▶ _Data in this exercise_:
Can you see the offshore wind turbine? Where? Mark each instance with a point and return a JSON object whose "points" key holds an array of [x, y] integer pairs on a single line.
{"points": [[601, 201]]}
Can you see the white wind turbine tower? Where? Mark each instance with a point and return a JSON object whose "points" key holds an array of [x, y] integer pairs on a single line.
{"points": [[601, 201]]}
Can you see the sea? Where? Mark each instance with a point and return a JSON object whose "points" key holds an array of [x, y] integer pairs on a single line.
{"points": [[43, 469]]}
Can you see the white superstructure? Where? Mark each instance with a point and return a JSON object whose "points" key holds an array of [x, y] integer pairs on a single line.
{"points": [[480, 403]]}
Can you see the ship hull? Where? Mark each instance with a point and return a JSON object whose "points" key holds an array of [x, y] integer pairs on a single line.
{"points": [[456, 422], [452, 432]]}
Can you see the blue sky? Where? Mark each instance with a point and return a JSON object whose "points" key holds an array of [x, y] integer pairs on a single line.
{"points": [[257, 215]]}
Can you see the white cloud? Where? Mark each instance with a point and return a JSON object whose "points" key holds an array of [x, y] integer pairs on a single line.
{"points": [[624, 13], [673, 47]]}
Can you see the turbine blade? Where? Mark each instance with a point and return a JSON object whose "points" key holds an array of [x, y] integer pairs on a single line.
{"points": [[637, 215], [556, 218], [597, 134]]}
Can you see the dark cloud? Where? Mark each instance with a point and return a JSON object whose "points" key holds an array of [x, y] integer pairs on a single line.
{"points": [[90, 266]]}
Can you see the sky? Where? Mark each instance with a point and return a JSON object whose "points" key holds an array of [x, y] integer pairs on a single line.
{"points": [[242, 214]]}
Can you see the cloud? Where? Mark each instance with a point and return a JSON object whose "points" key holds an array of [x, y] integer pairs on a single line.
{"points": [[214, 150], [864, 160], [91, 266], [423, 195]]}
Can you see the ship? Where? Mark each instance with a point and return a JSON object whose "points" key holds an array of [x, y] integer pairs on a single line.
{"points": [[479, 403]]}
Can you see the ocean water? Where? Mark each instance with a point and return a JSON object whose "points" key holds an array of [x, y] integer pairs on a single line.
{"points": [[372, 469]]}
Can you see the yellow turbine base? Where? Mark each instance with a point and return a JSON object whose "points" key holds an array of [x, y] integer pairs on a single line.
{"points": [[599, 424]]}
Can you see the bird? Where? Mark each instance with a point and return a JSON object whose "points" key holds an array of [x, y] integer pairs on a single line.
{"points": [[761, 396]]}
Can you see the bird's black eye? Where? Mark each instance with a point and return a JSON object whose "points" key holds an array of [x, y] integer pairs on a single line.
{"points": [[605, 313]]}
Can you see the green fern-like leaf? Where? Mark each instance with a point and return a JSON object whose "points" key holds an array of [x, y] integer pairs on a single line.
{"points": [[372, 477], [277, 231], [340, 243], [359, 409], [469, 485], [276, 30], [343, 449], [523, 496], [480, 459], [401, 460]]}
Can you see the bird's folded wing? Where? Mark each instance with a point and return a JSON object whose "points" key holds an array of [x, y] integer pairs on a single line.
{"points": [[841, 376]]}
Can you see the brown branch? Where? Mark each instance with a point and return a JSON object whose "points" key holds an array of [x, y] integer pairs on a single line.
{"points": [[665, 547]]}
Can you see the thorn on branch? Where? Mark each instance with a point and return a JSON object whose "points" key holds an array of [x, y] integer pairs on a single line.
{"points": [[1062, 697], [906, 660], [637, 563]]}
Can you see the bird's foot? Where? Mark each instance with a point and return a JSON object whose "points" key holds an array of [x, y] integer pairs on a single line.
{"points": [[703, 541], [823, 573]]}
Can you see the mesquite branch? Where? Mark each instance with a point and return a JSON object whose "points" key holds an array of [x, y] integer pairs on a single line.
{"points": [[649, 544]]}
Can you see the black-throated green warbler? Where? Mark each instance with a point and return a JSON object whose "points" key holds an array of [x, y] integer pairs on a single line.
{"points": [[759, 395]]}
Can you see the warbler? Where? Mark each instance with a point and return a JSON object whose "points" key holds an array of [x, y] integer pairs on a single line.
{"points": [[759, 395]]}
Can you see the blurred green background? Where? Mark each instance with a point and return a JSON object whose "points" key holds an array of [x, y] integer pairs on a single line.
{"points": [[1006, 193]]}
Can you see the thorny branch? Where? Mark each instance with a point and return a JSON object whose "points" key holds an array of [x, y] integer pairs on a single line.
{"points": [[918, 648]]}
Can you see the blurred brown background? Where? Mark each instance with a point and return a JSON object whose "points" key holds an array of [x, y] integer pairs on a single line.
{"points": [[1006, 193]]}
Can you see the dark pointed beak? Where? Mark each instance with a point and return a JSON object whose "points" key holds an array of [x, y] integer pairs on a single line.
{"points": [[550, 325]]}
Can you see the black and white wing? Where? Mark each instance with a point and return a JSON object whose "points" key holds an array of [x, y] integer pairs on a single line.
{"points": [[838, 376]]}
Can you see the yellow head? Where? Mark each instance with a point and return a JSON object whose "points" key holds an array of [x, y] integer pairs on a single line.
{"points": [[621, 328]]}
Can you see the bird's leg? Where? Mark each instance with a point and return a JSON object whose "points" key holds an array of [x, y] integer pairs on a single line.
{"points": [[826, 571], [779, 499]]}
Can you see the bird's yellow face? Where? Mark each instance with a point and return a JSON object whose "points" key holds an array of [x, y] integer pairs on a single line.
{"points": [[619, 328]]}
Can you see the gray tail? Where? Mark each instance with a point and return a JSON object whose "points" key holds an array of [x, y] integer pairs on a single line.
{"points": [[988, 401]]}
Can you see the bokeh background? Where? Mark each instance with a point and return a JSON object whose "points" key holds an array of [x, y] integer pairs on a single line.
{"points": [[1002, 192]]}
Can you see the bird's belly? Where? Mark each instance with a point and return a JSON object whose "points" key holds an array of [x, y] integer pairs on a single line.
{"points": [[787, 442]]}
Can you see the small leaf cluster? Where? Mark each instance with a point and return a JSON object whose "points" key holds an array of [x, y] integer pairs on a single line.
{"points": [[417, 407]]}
* * *
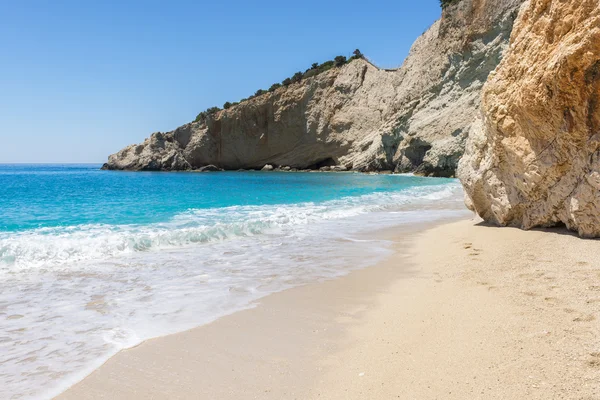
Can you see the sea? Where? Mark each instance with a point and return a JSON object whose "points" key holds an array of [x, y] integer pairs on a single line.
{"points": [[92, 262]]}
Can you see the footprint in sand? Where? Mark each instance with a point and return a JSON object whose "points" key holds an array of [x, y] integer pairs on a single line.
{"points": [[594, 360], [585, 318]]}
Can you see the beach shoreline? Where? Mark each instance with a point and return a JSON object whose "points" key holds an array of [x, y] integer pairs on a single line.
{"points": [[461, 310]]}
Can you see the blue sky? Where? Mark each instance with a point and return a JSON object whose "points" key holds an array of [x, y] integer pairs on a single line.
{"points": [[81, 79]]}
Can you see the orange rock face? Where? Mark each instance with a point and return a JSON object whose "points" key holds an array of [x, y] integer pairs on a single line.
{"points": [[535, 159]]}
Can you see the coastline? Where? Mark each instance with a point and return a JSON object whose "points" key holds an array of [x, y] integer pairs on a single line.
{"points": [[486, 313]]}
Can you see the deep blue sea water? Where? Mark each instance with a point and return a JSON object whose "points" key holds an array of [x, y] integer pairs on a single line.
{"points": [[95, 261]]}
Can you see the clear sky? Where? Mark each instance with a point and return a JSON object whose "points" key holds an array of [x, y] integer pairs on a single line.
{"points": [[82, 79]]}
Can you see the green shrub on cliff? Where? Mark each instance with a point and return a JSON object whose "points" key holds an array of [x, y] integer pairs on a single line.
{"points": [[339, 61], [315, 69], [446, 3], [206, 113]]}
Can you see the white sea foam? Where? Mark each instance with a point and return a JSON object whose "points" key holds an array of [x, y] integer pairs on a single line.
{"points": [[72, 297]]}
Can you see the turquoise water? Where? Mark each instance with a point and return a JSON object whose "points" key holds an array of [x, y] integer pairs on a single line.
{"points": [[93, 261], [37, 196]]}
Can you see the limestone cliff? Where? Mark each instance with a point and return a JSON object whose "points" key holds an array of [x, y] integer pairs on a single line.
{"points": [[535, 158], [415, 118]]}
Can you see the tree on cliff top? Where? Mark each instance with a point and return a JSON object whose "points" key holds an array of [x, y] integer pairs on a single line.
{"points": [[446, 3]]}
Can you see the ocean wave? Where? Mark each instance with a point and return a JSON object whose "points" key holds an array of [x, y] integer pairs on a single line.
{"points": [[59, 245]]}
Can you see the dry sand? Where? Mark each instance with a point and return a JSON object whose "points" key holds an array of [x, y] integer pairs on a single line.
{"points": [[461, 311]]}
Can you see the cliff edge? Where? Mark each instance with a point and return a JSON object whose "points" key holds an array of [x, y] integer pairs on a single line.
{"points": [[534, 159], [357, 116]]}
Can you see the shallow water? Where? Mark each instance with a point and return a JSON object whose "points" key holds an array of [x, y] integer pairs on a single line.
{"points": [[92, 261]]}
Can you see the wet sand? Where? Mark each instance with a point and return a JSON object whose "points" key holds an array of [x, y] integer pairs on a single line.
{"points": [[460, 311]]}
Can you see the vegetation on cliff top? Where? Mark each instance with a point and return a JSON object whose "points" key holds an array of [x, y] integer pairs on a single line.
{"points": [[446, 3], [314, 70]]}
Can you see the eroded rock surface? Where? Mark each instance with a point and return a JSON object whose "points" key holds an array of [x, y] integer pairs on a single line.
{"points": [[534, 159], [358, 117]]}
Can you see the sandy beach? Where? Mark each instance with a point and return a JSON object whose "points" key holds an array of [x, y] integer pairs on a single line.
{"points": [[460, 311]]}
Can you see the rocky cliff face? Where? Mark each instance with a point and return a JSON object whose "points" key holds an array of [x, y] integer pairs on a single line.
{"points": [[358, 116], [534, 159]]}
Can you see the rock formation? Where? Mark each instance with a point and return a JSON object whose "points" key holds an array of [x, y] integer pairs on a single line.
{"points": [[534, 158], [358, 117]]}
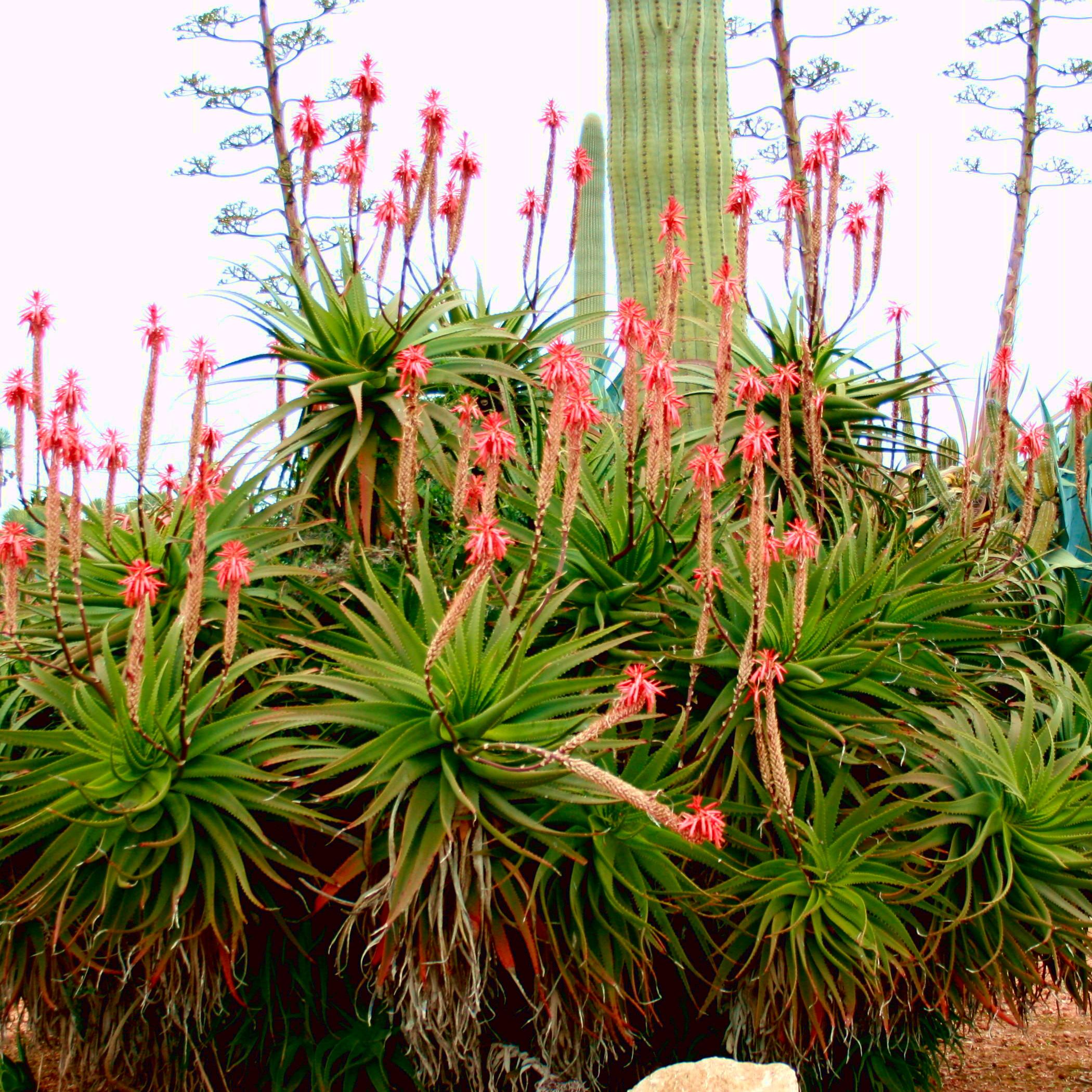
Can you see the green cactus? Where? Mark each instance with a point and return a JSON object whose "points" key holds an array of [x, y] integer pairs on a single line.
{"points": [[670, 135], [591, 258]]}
...
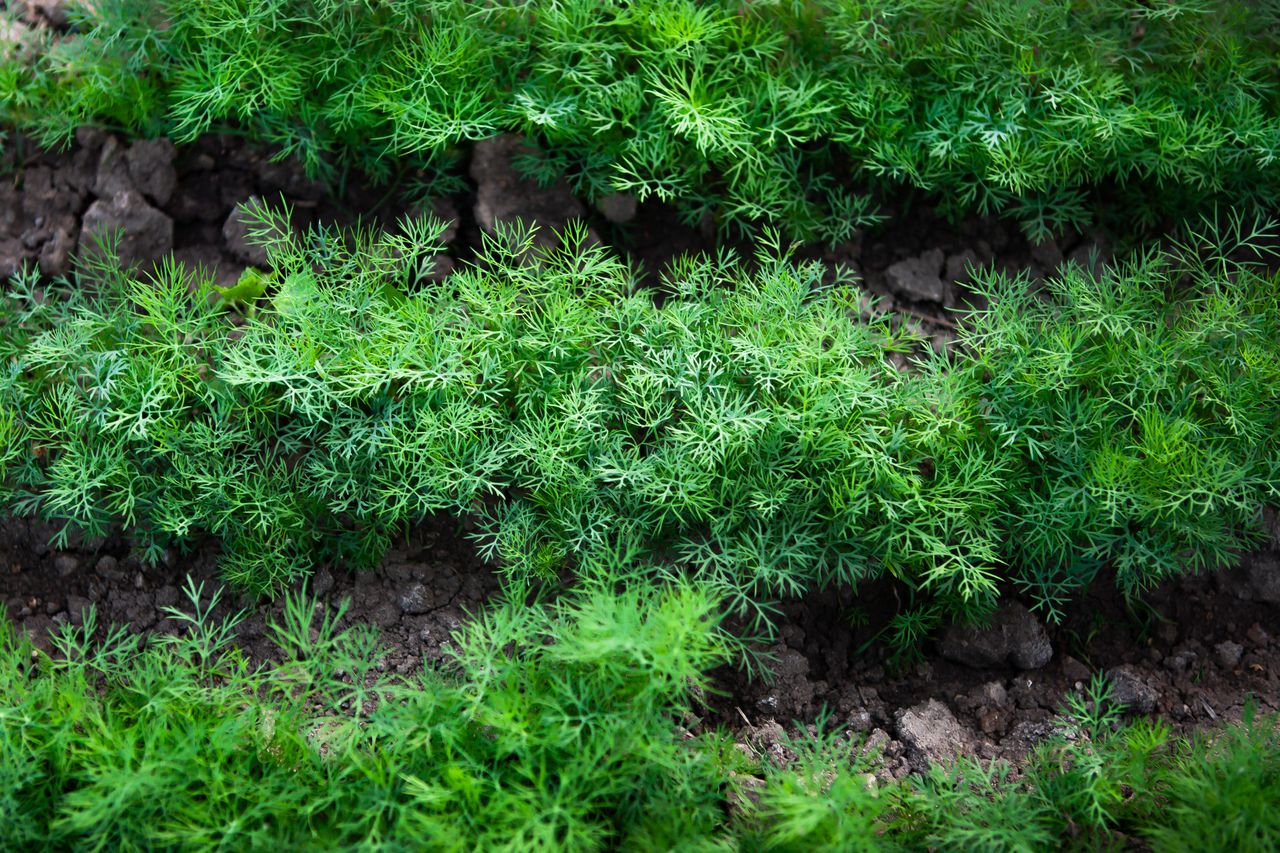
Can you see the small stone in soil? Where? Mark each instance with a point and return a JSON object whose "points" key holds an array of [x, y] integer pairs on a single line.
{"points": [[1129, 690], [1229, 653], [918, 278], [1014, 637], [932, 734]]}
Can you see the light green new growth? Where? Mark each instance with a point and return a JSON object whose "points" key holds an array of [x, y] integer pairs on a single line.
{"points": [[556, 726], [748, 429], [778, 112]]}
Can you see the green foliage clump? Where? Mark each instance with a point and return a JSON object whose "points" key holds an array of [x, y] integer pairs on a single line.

▶ _Objective_: Report every line of the data above that contains the word "turbine", copying each such line in full.

▶ _Task response_:
Can you see the offshore wind turbine? Where? Mark each instance with a point and return a JSON object whose "points" key holds an array of [x, y] integer pairs on a single line.
Can you see the white wind turbine tower? Where? Mark each instance with a point and return a JSON object whose "points" key holds an array of [x, y] integer pairs on a single line.
Can you see the turbine blade? Where? Mark each instance with a point and return a JSON object whose "points" key holds an array of [x, y] integer pairs on a single line.
Can you see the yellow turbine base? Where? Mark each instance with a point and return a JSON object whose "points" key holds an array of [x, y] integer pairs on a single line.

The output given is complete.